Region labeling data:
---+---
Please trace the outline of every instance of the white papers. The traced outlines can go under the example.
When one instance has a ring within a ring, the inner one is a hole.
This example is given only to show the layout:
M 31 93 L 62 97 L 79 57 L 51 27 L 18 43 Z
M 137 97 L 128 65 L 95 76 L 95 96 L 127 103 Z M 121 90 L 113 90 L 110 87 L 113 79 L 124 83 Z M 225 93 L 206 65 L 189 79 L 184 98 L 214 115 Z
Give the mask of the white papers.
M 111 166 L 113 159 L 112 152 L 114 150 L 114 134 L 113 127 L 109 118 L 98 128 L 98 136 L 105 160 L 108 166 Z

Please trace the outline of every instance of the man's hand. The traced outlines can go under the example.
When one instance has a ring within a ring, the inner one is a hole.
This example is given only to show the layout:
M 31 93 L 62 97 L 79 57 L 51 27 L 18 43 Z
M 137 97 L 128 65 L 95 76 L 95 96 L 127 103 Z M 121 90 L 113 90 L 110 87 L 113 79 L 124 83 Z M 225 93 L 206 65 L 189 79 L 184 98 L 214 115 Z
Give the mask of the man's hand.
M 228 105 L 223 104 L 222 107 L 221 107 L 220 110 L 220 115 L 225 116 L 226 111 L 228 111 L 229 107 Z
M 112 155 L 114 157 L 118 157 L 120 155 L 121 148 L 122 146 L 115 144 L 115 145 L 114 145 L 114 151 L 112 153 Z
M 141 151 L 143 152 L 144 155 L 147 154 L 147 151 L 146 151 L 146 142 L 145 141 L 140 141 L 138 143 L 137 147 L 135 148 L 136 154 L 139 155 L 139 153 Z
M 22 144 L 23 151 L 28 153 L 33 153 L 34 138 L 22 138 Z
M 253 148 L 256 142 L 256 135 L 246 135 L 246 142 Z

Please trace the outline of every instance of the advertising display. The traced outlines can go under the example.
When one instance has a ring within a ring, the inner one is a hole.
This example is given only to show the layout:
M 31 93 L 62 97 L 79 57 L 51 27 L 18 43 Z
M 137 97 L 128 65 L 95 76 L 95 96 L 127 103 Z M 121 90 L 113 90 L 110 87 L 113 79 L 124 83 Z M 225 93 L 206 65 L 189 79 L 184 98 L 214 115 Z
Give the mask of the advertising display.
---+---
:: Aim of the exercise ::
Extract every line of the data above that contains the string "papers", treating uppercase and lowercase as different.

:: Result for this exercise ::
Please trace the outline of every instance of the white papers. The traced outlines can go under the example.
Give the mask of the white papers.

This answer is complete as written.